_Exercise_
Copy out the entries word for word, starting at the beginning and stopping after the line that contains "column 185, row 59". Leave the pictures out of your copy.

(Dataset entries on where objects appear)
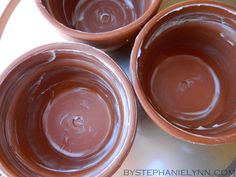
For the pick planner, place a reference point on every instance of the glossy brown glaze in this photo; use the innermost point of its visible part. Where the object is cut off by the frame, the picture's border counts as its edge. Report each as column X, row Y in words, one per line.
column 107, row 24
column 64, row 111
column 185, row 59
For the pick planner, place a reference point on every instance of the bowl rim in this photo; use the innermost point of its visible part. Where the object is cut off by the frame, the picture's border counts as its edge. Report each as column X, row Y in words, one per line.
column 107, row 61
column 156, row 117
column 104, row 35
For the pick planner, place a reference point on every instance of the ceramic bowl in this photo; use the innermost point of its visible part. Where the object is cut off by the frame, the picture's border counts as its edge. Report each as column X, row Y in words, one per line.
column 106, row 24
column 66, row 109
column 183, row 69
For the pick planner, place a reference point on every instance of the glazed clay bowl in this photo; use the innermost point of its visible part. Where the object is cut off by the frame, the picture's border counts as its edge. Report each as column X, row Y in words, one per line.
column 66, row 110
column 106, row 24
column 183, row 71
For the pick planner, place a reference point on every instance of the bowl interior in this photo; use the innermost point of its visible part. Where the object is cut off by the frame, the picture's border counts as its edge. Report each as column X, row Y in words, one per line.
column 96, row 16
column 61, row 112
column 186, row 68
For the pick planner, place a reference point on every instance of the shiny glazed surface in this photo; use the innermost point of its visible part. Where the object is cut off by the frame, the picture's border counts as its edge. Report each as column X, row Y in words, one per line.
column 95, row 16
column 186, row 70
column 105, row 24
column 64, row 112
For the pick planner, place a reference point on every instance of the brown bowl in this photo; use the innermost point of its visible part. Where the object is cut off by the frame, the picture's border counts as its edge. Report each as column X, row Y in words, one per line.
column 183, row 71
column 106, row 24
column 65, row 110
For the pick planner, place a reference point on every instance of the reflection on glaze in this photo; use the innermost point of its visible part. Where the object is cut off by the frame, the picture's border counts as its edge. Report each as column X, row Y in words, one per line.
column 186, row 69
column 64, row 112
column 95, row 16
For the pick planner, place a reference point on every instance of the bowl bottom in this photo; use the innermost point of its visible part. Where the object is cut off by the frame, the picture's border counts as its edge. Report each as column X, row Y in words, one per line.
column 77, row 122
column 187, row 72
column 187, row 90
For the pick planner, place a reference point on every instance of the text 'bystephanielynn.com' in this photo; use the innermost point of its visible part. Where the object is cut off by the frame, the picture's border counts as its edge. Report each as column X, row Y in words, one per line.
column 180, row 172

_Output of the task_
For the pick planner, place a reference point on every instance of the glossy brown glaze in this photo; use the innermost point of its visible part. Where the object is cut off by the frame, the picture's border counts as its edge. Report each as column X, row Y in words, one per line.
column 107, row 24
column 64, row 111
column 185, row 59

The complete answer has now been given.